- **What needs to be done**:
Gather every line of the listing below that contains the string "leaf", matching case exactly.

- **Stored records**:
— START —
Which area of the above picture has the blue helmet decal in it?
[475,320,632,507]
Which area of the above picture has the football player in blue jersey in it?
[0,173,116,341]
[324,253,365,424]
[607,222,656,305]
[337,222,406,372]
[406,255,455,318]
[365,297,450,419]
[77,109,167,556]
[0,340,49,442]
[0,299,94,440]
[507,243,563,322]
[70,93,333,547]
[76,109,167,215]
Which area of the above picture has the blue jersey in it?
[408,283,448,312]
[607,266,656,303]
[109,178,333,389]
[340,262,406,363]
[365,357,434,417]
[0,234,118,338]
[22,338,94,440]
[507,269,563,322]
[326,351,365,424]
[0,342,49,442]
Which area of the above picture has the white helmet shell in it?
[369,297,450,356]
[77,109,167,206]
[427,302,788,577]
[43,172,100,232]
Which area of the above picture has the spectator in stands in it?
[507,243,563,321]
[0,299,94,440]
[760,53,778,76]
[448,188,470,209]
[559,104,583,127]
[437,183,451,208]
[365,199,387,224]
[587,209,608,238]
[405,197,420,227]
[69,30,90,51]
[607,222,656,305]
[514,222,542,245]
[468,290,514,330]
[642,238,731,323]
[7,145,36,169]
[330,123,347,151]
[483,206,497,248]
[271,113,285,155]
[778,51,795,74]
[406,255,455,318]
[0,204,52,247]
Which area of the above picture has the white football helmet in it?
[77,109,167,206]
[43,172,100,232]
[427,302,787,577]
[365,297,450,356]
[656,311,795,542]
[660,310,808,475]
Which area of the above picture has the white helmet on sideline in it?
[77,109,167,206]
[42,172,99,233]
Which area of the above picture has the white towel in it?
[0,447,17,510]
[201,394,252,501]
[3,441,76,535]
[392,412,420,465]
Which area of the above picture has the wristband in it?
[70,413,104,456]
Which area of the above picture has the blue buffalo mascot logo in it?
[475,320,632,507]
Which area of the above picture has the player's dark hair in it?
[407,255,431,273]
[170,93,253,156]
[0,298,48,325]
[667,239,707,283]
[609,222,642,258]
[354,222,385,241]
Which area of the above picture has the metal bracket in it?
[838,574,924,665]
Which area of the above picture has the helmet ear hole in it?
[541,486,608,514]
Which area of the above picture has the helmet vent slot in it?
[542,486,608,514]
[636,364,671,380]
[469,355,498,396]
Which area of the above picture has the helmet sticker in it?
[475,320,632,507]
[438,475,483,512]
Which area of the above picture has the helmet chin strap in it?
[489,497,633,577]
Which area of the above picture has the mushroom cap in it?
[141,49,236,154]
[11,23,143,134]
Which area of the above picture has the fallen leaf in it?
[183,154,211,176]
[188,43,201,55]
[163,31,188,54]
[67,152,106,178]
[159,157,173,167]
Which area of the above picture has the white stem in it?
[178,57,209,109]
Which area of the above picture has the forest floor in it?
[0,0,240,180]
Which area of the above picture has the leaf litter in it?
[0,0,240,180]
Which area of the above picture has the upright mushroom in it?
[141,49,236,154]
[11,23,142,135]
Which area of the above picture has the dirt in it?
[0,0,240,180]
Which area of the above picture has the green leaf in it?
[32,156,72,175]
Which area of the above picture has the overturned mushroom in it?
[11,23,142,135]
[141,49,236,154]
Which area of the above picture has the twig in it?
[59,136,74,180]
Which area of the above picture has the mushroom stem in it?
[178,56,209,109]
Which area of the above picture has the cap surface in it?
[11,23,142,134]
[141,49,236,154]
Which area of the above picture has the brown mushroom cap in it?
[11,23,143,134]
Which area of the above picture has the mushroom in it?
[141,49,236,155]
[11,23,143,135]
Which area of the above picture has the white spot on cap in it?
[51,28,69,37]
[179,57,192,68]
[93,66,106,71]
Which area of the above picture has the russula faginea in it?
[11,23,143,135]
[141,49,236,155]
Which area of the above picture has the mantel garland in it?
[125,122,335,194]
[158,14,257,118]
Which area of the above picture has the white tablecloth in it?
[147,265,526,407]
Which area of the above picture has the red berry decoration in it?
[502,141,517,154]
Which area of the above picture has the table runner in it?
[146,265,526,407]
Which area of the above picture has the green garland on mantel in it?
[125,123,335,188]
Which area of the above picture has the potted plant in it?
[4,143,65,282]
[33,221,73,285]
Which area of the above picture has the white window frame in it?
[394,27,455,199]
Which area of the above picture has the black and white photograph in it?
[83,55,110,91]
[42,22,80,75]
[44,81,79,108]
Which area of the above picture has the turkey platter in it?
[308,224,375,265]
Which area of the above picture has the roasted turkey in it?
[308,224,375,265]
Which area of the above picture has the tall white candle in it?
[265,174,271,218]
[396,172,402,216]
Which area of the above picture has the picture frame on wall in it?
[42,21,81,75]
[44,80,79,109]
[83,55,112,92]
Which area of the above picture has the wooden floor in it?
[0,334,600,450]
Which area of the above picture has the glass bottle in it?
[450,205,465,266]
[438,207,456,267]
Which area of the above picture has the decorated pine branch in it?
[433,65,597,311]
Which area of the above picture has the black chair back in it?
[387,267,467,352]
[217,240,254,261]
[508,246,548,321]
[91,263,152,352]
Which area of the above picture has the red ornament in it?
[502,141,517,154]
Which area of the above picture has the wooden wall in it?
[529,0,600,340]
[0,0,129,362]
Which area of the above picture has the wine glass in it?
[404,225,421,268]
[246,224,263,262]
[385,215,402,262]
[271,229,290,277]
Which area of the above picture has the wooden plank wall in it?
— END —
- **Task response**:
Which area of the above picture has the fallen leaf in it?
Which area of the above picture has the leaf litter in it?
Which area of the above picture has the green leaf in it?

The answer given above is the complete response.